Reproduce only the lines that run from the line with "like (156, 596)." to the last line of the material, both ends included, exactly as they appear.
** Begin **
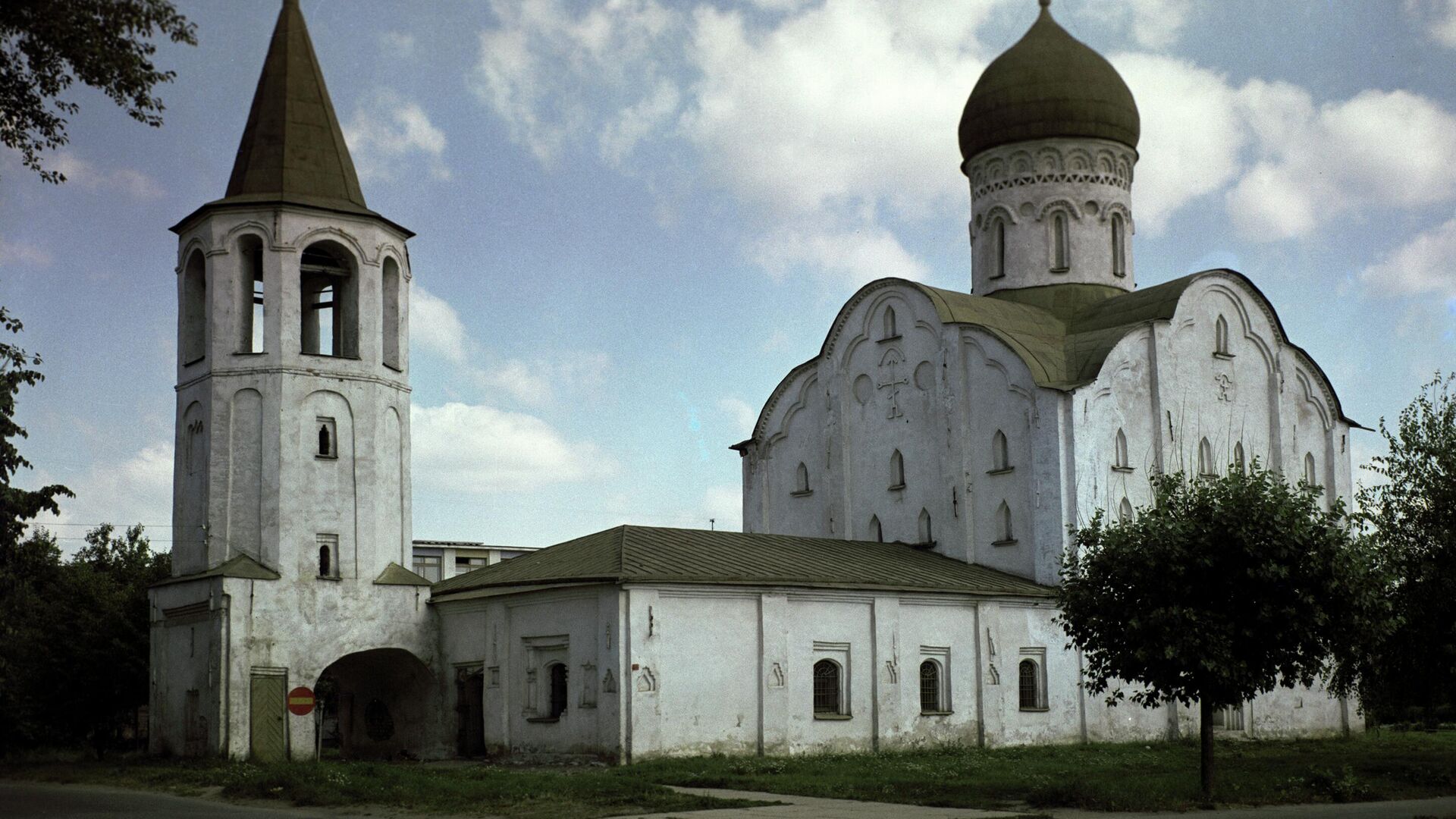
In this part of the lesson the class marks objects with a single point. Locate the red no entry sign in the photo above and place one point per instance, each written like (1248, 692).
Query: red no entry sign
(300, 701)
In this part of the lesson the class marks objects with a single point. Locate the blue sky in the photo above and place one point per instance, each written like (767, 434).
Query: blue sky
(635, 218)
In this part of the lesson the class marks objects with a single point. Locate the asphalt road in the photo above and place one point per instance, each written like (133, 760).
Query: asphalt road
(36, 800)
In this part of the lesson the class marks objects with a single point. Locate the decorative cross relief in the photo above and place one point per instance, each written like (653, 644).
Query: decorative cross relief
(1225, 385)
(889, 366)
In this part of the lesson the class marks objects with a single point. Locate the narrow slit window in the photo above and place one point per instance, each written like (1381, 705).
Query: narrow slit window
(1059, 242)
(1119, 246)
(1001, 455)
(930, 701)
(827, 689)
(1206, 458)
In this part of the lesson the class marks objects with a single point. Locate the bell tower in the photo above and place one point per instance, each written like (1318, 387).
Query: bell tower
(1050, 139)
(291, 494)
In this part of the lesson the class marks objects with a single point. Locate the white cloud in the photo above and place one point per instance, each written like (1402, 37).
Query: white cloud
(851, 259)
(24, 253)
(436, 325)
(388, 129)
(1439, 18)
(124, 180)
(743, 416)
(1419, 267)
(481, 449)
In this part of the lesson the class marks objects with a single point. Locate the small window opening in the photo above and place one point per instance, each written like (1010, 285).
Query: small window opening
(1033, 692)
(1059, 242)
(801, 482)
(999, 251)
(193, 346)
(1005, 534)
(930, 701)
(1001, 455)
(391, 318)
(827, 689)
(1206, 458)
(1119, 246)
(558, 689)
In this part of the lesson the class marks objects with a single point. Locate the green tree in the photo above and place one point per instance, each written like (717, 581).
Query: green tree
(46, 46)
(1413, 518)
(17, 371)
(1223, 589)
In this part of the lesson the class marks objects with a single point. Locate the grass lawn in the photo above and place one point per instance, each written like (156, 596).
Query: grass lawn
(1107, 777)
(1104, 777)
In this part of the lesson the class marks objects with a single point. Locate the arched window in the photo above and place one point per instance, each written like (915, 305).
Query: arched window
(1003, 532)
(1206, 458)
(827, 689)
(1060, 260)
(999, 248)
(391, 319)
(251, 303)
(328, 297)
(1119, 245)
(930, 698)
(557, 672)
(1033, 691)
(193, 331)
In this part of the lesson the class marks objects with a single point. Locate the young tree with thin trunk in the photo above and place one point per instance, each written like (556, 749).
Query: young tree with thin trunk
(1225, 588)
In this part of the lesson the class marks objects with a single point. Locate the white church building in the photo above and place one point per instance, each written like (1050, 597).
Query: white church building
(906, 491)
** End **
◆ Answer in full:
In this part of the lesson the class marks objects with a single point. Locate the grass lawn in the photo above and place one point per instance, each written like (156, 596).
Query: grass lawn
(1107, 777)
(1104, 777)
In this part of the lesson the class marks objects with a single point. Locate the arched window in the photo above and place one point per instance, each written like (915, 305).
Query: arched window
(1003, 532)
(1206, 458)
(827, 689)
(1060, 260)
(999, 248)
(391, 319)
(251, 303)
(328, 297)
(1119, 245)
(930, 698)
(557, 672)
(1033, 691)
(193, 331)
In this part of the lesson the class marks objects with a single point. Locate the young tree with thin trunk in the photo above and place one point per instance, each written like (556, 749).
Query: young tree with thin trunk
(1225, 588)
In this part of the lesson the class marks objects with a single point. Locate the white church building in the photo above and place one point per instance, each written like (1050, 597).
Query: white church building
(906, 491)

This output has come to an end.